# Task item
Whenever an image turns up, omit it and return the remaining data exactly.

# Dataset extract
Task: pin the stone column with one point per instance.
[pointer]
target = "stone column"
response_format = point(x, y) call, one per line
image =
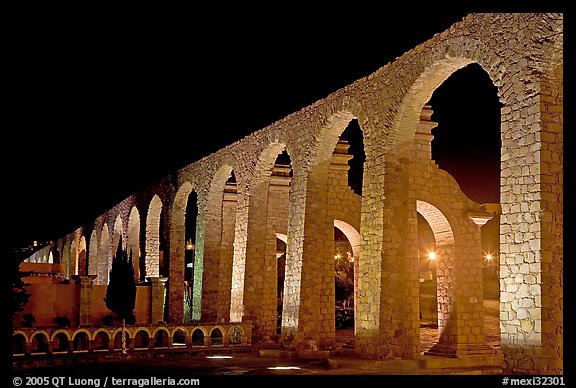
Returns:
point(308, 315)
point(158, 296)
point(85, 298)
point(227, 251)
point(387, 322)
point(460, 294)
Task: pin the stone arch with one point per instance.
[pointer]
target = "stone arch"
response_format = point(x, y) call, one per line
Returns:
point(354, 237)
point(351, 234)
point(309, 258)
point(236, 335)
point(66, 259)
point(177, 250)
point(198, 337)
point(19, 342)
point(180, 336)
point(152, 254)
point(73, 257)
point(38, 345)
point(26, 337)
point(98, 331)
point(451, 260)
point(61, 341)
point(160, 336)
point(93, 254)
point(101, 340)
point(104, 256)
point(82, 263)
point(217, 336)
point(133, 243)
point(142, 337)
point(118, 234)
point(210, 262)
point(184, 330)
point(81, 340)
point(66, 333)
point(82, 331)
point(255, 249)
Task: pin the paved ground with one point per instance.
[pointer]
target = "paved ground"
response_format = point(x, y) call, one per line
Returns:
point(249, 363)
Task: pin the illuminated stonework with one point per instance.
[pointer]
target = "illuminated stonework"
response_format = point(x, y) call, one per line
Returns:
point(237, 224)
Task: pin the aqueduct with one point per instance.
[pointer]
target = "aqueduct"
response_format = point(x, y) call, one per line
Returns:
point(289, 179)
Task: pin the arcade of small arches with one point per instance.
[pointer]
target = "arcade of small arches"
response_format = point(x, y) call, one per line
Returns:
point(212, 229)
point(28, 341)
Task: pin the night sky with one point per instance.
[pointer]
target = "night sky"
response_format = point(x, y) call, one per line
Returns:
point(107, 107)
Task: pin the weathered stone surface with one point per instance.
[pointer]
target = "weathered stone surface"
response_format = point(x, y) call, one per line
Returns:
point(523, 55)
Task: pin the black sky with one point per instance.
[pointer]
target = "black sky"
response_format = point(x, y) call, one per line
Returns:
point(106, 107)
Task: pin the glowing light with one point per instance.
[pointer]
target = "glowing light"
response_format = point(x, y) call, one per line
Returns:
point(283, 367)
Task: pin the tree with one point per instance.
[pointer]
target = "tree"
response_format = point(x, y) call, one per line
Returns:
point(121, 291)
point(19, 295)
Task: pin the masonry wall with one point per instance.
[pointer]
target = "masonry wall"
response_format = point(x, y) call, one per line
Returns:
point(524, 58)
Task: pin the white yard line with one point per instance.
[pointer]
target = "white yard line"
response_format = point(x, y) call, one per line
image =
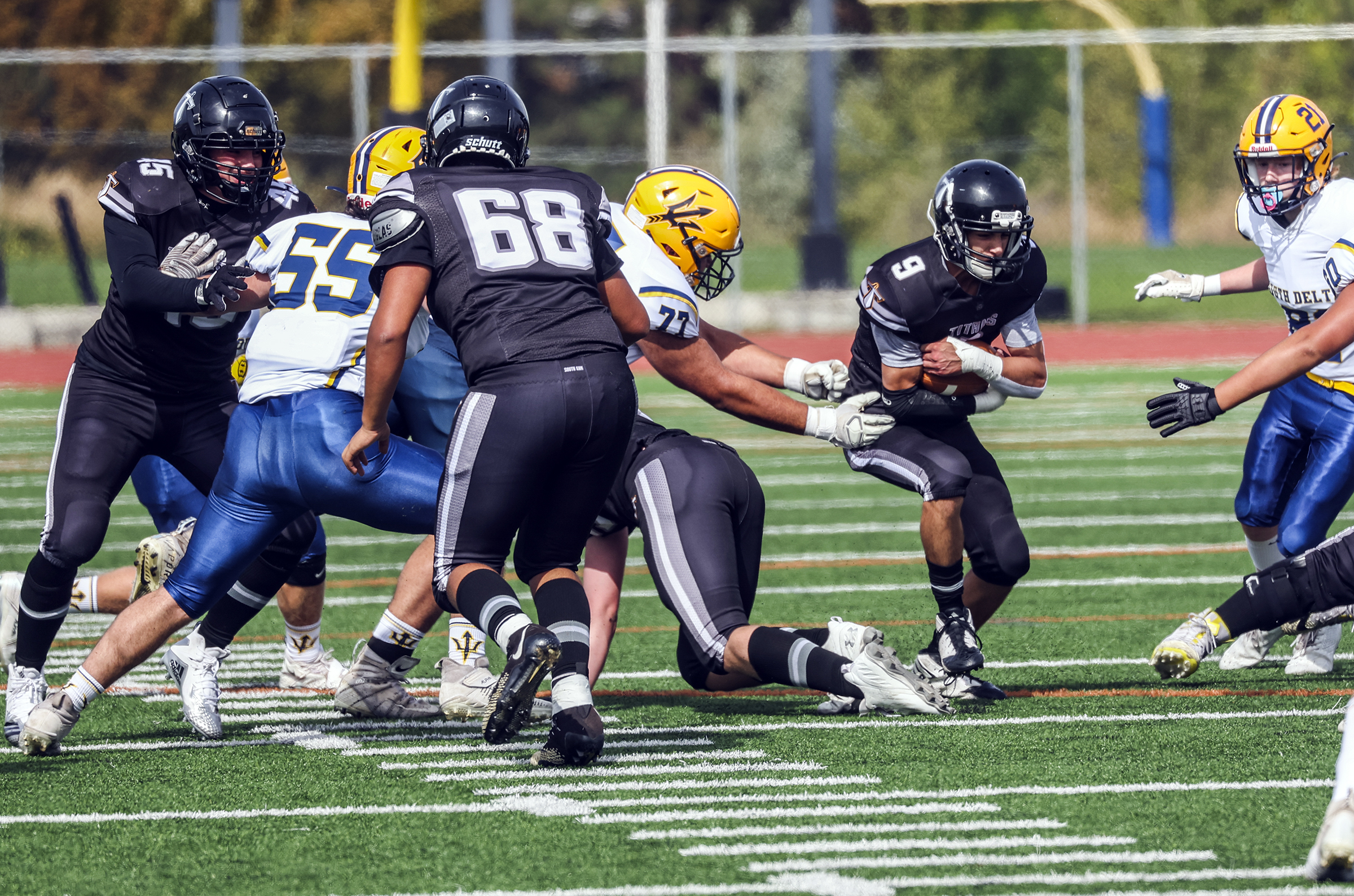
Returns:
point(695, 768)
point(875, 827)
point(894, 844)
point(1150, 857)
point(787, 812)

# Written reply
Task: pin the stone column with one point per instance.
[pointer]
target = "stone column"
response_format = point(x, y) call, one per line
image =
Returns:
point(308, 315)
point(158, 296)
point(85, 298)
point(227, 251)
point(387, 322)
point(460, 294)
Task: pin the stone arch with one point per instance.
[pointer]
target = "stone arch"
response_format = point(x, y) call, one per line
Returns:
point(354, 237)
point(351, 234)
point(309, 258)
point(236, 335)
point(66, 259)
point(177, 250)
point(198, 337)
point(19, 342)
point(180, 336)
point(152, 254)
point(73, 257)
point(38, 345)
point(26, 337)
point(98, 331)
point(451, 260)
point(61, 341)
point(160, 336)
point(93, 254)
point(101, 340)
point(104, 256)
point(82, 263)
point(217, 336)
point(133, 243)
point(142, 337)
point(118, 234)
point(210, 262)
point(184, 330)
point(81, 340)
point(66, 333)
point(82, 331)
point(255, 249)
Task: pin the paved ground with one point per instance.
[pointer]
target = "paved ground"
response_format = point(x, y) call, one per line
Returns:
point(249, 363)
Task: pin the illuminated stonework with one point per instance.
[pointer]
target = "illuminated stonework"
response_format = point(x, y) call, one per line
Returns:
point(237, 224)
Task: pin the aqueduct with one point per instance.
[pointer]
target = "aqueduct"
response_format = point(x, y) call, one per line
Returns:
point(289, 179)
Task: pin the arcade of small arches with one point per instance.
[pointer]
target = "arcade of small arches"
response_format = point(x, y) call, one per line
Returns:
point(212, 229)
point(28, 341)
Task: pin the night sky with one point per instance.
[pointer]
target = "night sky"
response_format = point(x, y) call, one per line
Returns:
point(107, 107)
Task: pin the weathered stone surface with one point per instance.
[pointer]
target = "weathered stone surface"
response_format = point(x, y) call, one per line
Returns:
point(523, 55)
Task: pin the black sky with one point per instance.
[pointer]
target = "black sky"
response_format = point(x, y) call, one per line
Returns:
point(106, 107)
Task: pin the glowing light with one point per instance.
[pointer]
target = "glowing light"
response_format = point(x, y) call, one per line
Returns:
point(283, 367)
Task: pin the tree with one point per instance.
[pointer]
target = "tree"
response_format = point(x, y) call, one per line
Returns:
point(121, 291)
point(19, 295)
Task: pin the masonry wall with one point per instance.
[pointer]
target = "masonry wall"
response_format = point(x, y) call, one per line
Returns:
point(524, 58)
Task: pin the white yard line with one point per instance.
[pointer]
target = "white yard line"
response_format = point(x, y) call, one per line
image =
Returns:
point(695, 768)
point(875, 827)
point(894, 844)
point(1150, 857)
point(787, 812)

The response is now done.